■ **Brief**: Filter the entries below, keeping only the lines that contain the string "detect", and copy each of those lines.

A block of data:
==================================================
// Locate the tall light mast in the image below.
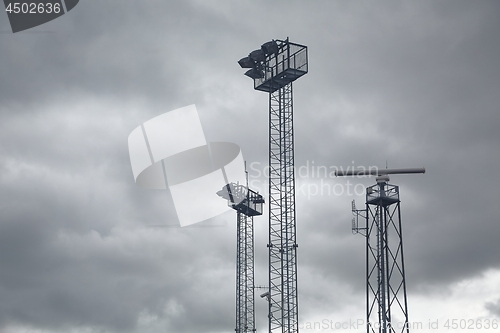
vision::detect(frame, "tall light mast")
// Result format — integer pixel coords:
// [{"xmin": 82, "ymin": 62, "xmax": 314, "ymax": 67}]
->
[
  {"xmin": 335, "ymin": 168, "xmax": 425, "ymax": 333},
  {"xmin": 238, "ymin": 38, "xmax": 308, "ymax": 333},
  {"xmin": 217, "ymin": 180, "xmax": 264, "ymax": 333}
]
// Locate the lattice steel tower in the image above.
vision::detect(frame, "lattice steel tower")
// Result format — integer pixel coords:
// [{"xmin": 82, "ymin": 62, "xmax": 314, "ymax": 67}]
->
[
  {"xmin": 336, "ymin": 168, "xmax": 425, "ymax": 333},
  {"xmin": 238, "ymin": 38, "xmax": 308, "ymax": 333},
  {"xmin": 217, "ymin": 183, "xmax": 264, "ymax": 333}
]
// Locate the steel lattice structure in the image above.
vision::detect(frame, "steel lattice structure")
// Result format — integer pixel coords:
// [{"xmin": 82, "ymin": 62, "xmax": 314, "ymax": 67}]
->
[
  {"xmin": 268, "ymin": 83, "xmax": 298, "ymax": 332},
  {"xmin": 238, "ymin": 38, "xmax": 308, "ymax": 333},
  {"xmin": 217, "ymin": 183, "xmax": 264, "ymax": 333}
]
==================================================
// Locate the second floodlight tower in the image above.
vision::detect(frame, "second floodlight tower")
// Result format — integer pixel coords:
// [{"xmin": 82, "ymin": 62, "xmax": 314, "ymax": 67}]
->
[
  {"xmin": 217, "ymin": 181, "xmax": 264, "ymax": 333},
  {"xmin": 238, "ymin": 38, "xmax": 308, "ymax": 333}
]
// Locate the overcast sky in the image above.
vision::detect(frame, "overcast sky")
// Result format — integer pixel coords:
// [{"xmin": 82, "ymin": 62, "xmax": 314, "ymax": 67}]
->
==================================================
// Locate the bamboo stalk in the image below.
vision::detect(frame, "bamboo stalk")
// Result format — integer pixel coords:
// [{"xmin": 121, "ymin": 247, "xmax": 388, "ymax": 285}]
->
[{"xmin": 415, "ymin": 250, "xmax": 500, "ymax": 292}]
==================================================
■ **Output for this task**:
vision::detect(frame, "tall light mast")
vision::detect(frame, "lattice steel tower")
vision::detect(frame, "steel lattice structure")
vision::detect(frame, "second floodlight tower")
vision::detect(frame, "overcast sky")
vision::detect(frame, "bamboo stalk")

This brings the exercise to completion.